*Document segment:*
# # # # # # #
OpenTS-Leaderboards
Leaderboard for multivariate time series forecasting
Rules:
For multivariate forecasting algorithms, we consider 25 datasets and 2 error metrics, i.e., MAE and MSE. For each dataset, we consider 4 forecasting horizons. This gives 200 (25 * 4 * 2) unique evaluation settings (click here for details), click here to see the detailed results, click here to download detailed evaluation results for each of the 25 multivariate time series.
For each forecasting algorithm, we count the number of times that the algorithm receives the gold, silver, and bronze medals, i.e., having the lowest, 2nd lowest, and 3rd lowest errors, shown as 🥇, 🥈, and 🥉, respectively.
We provide three different types of scores for ranking the forecasting algorithms. First, the scores equal to the numbers of gold medals. Second, the scores are the sum of the numbers of gold, silver, and bronze medals. Third, the scores are the weighted sum of the gold, silver, and bronze medals, where the weights can be customized. The larger the score, the higher the ranking.
# # # # # # #
*Data to examine:*
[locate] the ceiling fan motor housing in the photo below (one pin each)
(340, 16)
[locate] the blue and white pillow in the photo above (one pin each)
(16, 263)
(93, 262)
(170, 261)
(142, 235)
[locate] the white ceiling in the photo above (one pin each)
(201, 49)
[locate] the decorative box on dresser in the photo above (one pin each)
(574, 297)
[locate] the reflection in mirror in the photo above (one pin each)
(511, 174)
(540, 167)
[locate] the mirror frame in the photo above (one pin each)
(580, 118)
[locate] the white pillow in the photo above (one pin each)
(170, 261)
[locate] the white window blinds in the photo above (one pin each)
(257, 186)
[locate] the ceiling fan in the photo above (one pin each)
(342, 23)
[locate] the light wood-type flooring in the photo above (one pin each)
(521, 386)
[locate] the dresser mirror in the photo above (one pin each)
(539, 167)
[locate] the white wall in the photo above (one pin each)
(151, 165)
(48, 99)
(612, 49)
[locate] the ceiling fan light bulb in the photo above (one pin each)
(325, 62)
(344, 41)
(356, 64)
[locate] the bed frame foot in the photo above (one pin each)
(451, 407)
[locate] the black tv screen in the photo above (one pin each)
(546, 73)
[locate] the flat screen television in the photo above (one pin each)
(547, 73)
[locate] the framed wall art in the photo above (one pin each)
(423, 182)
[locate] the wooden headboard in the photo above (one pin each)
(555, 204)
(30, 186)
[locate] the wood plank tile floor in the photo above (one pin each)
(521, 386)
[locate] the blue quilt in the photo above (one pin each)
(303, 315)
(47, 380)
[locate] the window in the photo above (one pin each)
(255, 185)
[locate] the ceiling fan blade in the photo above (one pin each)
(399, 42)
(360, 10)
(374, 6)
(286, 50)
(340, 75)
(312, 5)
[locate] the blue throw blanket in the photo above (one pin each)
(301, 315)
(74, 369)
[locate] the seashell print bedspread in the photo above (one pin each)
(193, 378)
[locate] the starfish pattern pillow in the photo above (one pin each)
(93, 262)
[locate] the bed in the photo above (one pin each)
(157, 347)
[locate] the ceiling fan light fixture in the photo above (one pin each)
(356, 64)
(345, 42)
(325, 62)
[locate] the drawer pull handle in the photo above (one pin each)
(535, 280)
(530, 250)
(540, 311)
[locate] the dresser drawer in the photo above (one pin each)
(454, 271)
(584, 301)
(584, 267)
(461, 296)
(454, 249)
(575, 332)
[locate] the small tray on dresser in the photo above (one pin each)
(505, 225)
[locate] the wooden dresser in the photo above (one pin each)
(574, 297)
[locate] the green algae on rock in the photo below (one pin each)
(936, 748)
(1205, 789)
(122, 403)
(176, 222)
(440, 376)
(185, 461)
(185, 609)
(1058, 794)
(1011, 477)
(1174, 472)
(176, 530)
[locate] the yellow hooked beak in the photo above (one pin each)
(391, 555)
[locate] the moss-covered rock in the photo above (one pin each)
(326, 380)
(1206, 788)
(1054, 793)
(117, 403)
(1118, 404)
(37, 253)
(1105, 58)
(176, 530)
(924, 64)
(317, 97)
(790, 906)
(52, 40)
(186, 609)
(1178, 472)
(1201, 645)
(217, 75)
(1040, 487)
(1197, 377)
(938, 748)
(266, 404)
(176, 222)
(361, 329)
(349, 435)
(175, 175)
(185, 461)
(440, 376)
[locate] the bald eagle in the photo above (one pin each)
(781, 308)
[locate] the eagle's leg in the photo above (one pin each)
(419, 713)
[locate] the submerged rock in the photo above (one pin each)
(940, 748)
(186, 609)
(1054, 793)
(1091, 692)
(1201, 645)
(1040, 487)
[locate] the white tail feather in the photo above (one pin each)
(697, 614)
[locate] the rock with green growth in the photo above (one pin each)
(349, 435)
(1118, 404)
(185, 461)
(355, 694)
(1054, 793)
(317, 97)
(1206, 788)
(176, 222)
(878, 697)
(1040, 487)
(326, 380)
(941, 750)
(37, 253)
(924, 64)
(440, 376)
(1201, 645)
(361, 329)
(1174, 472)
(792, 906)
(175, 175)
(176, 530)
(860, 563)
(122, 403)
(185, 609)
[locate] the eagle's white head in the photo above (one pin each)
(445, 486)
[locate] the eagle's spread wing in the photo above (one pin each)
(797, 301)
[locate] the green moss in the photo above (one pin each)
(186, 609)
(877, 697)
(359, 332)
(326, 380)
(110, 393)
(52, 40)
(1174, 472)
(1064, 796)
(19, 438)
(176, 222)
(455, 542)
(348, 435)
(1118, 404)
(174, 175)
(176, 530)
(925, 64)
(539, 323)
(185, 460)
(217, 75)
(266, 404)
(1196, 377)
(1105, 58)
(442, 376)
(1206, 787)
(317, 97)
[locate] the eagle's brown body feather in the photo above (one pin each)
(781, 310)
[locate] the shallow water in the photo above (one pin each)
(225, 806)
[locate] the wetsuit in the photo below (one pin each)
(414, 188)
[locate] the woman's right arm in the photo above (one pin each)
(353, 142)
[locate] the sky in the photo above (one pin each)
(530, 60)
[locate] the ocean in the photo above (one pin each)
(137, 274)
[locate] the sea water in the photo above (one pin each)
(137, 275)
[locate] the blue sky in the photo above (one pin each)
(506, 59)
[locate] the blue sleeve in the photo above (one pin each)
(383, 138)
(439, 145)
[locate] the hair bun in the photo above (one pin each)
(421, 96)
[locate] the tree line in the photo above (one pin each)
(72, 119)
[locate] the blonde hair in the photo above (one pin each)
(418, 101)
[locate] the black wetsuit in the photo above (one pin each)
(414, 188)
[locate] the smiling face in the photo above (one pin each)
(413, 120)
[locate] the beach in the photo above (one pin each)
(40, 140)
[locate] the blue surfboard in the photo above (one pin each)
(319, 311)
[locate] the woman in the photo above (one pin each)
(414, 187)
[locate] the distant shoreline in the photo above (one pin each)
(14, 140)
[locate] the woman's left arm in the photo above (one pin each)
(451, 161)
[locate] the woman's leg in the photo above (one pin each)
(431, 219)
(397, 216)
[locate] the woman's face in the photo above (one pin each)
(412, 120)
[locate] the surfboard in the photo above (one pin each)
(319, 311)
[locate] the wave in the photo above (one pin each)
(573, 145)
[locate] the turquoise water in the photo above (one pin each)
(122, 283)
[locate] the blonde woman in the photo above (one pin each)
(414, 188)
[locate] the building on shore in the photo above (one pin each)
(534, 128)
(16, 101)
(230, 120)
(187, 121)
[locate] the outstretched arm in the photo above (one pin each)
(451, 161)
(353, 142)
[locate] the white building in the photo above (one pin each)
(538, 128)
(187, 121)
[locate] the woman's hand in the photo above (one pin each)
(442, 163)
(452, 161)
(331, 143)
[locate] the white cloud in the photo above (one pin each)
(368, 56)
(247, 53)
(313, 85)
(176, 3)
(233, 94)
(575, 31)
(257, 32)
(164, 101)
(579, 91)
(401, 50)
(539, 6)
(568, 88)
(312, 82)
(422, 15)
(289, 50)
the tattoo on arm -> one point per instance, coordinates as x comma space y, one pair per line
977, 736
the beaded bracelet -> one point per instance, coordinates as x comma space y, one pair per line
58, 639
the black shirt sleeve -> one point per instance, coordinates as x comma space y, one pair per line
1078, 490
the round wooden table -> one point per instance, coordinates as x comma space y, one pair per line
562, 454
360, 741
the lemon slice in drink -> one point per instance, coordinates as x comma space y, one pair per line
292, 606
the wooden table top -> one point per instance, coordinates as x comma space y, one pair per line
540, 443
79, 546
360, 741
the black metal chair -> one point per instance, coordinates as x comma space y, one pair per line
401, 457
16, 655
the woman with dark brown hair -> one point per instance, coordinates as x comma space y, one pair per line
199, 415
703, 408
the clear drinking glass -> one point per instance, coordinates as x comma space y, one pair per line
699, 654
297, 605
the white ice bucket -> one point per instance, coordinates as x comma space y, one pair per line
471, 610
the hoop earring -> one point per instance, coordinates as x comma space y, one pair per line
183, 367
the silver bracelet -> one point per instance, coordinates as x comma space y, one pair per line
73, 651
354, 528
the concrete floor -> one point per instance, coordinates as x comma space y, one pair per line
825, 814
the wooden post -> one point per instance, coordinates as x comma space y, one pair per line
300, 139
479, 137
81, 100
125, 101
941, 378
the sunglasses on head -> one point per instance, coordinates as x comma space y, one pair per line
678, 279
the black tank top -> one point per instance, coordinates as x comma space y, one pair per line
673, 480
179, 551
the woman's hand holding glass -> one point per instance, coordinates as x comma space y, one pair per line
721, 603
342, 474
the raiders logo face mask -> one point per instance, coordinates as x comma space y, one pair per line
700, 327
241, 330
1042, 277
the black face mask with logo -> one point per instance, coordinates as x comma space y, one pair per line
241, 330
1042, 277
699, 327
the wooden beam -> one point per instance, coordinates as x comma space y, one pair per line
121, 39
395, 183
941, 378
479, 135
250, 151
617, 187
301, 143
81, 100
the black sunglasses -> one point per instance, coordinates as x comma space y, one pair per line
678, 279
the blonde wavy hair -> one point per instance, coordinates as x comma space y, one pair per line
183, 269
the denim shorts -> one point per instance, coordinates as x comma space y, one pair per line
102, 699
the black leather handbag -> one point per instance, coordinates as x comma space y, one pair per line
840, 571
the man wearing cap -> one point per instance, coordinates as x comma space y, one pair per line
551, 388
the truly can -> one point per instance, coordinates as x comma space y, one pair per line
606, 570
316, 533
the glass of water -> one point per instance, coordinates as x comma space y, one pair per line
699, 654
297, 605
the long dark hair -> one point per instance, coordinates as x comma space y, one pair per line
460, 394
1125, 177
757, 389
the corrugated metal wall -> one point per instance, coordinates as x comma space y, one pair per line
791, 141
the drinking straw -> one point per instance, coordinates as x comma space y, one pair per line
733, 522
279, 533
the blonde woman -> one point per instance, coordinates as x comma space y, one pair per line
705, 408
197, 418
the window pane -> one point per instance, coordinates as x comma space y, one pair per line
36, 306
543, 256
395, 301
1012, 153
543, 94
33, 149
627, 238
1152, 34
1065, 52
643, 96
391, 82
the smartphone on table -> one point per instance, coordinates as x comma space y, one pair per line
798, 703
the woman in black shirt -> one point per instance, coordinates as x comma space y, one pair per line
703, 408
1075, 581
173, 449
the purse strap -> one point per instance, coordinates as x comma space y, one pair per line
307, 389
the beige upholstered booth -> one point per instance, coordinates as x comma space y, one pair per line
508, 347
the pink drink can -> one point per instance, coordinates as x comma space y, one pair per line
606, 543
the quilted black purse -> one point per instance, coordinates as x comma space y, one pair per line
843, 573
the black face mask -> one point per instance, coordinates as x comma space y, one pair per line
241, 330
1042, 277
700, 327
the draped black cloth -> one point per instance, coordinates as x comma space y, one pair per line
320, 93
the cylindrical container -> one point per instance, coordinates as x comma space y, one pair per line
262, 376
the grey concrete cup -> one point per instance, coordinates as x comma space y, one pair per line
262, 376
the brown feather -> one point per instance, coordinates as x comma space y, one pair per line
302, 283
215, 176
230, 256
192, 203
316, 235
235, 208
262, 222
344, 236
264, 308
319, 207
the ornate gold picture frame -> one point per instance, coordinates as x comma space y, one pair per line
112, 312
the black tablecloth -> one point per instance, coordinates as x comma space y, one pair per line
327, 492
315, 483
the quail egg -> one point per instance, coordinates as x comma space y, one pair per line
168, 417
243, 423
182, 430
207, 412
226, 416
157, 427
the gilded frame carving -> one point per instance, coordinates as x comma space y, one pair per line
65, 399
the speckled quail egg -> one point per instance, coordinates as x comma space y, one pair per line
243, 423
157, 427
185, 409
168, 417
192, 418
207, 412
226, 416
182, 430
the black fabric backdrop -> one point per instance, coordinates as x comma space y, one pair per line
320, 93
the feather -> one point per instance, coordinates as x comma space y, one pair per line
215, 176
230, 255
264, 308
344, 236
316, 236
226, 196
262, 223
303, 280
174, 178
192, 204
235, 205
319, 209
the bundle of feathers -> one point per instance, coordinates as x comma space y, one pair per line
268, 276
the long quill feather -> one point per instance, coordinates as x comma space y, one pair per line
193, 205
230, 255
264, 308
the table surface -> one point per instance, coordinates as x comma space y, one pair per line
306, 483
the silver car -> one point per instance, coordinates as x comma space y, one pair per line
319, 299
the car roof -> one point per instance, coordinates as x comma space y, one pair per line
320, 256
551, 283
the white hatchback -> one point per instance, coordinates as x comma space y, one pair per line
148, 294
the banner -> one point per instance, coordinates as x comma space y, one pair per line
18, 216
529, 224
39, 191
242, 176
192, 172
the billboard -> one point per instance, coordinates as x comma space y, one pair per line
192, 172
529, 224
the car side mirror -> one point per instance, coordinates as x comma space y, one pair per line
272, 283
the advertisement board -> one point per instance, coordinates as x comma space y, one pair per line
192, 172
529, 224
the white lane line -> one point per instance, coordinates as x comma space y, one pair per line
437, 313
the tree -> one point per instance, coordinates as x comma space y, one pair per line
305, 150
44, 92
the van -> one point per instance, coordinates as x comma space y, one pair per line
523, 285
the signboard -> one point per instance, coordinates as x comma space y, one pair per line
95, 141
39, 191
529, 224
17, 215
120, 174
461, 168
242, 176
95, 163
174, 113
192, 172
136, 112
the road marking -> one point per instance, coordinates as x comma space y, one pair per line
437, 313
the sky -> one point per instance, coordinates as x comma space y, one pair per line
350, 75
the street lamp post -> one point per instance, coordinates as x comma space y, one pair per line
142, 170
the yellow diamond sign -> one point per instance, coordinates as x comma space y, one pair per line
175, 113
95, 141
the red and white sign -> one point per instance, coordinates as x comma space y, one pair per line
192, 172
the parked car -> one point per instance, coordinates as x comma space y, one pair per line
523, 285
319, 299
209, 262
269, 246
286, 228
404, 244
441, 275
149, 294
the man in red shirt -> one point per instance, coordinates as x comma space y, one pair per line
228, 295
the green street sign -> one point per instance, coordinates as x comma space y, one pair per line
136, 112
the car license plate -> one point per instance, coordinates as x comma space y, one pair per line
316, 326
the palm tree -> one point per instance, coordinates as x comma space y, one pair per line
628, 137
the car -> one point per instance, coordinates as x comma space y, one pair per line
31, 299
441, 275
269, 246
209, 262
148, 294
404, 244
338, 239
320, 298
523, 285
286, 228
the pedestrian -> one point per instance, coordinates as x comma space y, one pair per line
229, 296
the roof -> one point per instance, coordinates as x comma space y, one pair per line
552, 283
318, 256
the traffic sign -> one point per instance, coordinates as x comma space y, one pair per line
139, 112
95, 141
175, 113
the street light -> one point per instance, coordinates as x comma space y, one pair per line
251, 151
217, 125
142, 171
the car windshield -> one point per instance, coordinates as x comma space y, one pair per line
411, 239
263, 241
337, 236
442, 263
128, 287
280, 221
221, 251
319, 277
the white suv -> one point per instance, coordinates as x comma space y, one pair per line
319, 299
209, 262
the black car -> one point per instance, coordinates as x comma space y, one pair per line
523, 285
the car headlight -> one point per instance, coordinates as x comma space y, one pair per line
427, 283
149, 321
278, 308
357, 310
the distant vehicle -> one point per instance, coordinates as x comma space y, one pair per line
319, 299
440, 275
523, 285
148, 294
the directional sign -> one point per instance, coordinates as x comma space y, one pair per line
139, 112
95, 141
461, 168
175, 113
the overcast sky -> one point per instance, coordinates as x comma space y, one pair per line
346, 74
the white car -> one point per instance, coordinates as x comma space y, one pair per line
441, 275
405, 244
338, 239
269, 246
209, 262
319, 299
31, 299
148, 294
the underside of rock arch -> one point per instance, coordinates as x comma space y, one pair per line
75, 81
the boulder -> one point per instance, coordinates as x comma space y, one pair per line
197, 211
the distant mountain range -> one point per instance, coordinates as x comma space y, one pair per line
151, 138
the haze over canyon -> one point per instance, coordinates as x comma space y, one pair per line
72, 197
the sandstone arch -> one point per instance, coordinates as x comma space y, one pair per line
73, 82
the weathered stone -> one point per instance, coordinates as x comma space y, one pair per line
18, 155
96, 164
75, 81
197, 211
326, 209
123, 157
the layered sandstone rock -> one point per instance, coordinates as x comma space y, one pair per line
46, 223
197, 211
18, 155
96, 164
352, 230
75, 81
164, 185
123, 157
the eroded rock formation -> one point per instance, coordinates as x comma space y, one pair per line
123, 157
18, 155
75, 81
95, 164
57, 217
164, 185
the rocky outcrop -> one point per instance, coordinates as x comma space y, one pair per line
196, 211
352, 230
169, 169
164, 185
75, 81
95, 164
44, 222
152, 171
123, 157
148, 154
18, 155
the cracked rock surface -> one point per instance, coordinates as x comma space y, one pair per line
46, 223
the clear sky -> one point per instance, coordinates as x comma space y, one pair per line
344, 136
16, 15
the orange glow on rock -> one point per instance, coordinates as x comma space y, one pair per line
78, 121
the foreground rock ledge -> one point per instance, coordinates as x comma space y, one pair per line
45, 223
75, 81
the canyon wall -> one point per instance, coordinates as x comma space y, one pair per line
# # # # # # #
*Task details:* Reproduce the part of the leaderboard rules above between "For each forecasting" and "and 🥉, respectively.", inclusive.

*Exercise response:*
For each forecasting algorithm, we count the number of times that the algorithm receives the gold, silver, and bronze medals, i.e., having the lowest, 2nd lowest, and 3rd lowest errors, shown as 🥇, 🥈, and 🥉, respectively.